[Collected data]
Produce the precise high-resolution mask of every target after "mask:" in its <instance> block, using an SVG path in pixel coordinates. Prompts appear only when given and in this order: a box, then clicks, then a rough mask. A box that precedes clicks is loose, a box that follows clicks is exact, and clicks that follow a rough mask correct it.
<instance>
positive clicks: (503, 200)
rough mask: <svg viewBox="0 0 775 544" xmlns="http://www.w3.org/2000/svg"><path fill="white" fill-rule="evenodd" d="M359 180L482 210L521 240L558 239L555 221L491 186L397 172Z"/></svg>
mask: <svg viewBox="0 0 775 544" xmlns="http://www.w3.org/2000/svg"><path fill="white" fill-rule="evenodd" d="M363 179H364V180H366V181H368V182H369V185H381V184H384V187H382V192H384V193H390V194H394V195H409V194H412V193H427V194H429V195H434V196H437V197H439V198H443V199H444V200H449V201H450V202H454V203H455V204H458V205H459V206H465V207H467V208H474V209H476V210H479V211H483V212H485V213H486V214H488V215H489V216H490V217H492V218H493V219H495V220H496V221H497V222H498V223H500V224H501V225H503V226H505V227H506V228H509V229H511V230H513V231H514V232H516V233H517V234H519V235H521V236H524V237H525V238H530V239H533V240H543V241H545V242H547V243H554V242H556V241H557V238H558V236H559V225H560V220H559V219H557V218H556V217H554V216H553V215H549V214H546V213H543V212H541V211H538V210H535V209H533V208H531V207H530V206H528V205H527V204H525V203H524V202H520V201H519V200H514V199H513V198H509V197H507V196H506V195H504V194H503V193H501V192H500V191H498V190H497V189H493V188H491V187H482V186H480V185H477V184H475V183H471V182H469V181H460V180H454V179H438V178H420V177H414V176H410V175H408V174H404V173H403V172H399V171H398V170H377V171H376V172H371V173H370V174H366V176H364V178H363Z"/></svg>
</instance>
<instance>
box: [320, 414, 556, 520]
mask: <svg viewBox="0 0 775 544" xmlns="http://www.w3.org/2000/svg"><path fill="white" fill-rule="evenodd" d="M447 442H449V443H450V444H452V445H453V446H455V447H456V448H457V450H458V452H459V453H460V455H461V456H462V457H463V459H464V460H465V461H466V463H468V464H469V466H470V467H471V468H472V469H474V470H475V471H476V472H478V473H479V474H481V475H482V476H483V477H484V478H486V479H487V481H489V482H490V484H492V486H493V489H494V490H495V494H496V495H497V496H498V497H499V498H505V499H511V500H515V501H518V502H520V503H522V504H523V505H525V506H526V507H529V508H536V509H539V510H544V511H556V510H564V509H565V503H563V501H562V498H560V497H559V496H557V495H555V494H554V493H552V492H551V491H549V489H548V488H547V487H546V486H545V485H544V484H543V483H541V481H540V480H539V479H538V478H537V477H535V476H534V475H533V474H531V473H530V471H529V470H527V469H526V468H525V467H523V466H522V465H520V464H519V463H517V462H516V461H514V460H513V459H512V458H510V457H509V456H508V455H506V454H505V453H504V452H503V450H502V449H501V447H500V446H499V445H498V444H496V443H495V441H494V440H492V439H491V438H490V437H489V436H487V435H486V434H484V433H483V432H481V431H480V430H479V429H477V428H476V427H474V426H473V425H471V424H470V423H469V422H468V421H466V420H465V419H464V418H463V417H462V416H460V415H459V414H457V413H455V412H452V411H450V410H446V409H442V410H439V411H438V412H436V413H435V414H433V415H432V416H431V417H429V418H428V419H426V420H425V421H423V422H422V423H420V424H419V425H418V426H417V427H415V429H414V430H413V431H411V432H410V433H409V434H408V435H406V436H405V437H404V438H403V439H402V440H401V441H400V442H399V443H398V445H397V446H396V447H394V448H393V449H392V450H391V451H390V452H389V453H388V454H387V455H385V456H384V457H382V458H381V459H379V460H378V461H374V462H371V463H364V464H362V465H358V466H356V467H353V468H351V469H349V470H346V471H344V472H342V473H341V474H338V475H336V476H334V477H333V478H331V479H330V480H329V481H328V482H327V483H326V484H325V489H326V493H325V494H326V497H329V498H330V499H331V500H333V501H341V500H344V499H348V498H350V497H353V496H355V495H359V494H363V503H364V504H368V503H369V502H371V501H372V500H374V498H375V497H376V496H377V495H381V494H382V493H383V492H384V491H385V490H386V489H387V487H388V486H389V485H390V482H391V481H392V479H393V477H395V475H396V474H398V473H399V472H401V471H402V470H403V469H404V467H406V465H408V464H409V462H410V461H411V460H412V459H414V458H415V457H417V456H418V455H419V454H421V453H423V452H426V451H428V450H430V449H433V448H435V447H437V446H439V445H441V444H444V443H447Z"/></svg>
* * *
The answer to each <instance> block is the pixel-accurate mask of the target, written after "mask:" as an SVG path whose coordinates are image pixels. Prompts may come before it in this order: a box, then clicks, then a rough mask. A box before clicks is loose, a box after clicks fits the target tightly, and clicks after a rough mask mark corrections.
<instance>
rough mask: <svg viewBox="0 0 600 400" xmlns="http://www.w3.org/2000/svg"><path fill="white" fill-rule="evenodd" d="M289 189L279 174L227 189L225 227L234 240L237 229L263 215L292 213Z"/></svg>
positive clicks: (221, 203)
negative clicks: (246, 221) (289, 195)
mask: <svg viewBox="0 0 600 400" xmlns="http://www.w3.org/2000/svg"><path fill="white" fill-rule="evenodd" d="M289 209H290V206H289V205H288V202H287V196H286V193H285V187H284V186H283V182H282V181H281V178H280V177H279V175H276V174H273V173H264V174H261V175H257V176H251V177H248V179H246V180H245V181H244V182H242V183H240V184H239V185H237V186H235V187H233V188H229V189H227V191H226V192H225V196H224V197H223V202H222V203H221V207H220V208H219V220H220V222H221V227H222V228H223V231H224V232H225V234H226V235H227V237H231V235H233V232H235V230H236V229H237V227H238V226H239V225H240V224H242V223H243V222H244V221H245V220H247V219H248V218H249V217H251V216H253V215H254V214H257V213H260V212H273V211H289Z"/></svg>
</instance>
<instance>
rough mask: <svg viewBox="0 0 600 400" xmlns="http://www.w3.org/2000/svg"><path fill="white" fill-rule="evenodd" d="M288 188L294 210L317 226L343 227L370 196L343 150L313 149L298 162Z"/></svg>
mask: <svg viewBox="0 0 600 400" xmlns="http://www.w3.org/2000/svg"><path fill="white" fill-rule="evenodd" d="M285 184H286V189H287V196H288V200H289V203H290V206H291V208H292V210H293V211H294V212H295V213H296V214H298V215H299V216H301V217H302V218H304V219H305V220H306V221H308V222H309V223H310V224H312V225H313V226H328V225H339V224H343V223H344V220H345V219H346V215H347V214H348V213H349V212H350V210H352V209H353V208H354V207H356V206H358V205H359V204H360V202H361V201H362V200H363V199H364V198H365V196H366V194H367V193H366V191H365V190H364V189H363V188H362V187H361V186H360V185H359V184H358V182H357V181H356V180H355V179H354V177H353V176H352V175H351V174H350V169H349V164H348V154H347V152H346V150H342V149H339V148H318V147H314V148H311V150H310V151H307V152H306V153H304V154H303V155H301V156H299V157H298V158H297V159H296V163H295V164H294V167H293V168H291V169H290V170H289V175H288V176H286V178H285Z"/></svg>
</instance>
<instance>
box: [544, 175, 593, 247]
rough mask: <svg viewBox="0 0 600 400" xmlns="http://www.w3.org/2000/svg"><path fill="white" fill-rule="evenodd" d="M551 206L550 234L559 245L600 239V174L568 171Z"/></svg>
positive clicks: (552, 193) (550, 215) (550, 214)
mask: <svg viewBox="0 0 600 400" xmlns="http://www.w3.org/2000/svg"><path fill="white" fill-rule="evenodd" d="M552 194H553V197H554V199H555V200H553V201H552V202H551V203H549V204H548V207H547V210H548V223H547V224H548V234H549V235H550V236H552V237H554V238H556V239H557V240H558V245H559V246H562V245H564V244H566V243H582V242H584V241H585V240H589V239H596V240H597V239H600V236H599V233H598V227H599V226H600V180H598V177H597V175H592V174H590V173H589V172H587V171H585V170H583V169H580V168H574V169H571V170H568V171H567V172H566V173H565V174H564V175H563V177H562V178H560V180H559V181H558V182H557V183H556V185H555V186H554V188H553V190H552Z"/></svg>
--
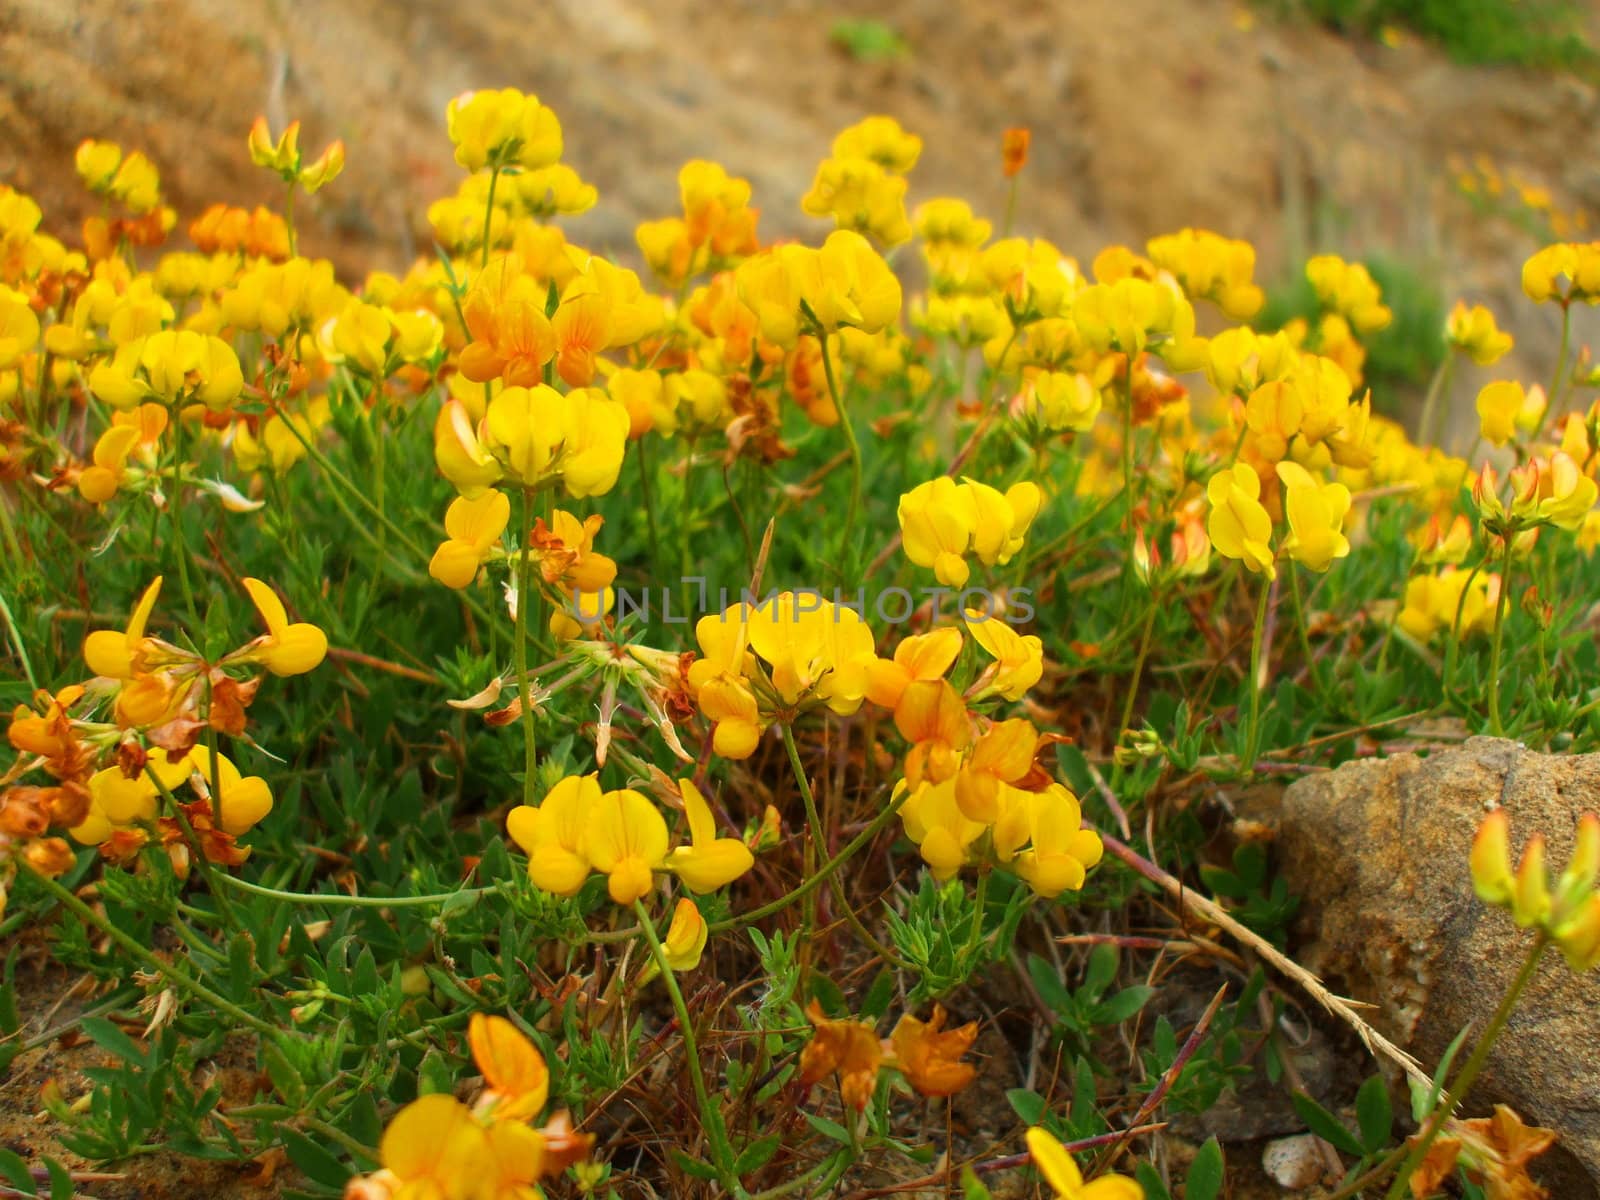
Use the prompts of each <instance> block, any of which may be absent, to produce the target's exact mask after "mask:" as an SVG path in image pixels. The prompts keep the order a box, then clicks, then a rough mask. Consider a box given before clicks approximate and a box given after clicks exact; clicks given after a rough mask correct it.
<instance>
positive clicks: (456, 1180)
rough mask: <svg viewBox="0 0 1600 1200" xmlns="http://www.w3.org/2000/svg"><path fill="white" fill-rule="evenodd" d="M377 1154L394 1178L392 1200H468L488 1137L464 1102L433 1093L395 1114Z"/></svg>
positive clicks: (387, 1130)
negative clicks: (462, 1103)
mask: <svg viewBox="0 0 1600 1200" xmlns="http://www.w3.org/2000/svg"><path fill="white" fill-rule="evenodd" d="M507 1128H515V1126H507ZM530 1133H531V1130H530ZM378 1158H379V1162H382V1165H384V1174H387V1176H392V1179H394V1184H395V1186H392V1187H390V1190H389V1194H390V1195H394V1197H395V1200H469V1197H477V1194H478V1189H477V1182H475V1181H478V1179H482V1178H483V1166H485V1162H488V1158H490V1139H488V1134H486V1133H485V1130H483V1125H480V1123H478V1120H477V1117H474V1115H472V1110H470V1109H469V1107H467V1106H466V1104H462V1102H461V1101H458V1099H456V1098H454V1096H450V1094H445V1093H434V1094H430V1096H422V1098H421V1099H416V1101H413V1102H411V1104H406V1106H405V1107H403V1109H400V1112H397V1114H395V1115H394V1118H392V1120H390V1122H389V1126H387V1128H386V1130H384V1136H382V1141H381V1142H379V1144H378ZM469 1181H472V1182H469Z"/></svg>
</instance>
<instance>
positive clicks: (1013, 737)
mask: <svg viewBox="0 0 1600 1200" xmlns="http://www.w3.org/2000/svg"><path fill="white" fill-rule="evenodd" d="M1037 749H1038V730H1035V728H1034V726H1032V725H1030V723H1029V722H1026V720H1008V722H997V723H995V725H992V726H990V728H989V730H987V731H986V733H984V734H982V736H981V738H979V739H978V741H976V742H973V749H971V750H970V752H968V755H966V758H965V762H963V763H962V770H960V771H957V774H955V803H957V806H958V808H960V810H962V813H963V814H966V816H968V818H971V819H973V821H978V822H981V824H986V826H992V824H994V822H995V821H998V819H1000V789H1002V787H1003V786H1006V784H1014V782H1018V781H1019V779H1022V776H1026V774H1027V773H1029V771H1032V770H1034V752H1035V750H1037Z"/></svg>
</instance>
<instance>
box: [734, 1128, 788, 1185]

### Exercise brief
Looking at the data above, write out exactly the lines that start at the one containing "Use the prompts" and end at the one containing "positive clicks: (456, 1180)"; include both and nothing beyond.

### Output below
Use the prompts of each <instance> block, any of which may be absent, to produce the target's exact mask after "mask:" as an SVG path in image pixels. The prompts keep the order a box, then clicks, then a rough mask. Consider a box given before clicks approximate and a box given after clicks exact; clicks given after a rough mask correct it.
<instance>
positive clicks: (456, 1180)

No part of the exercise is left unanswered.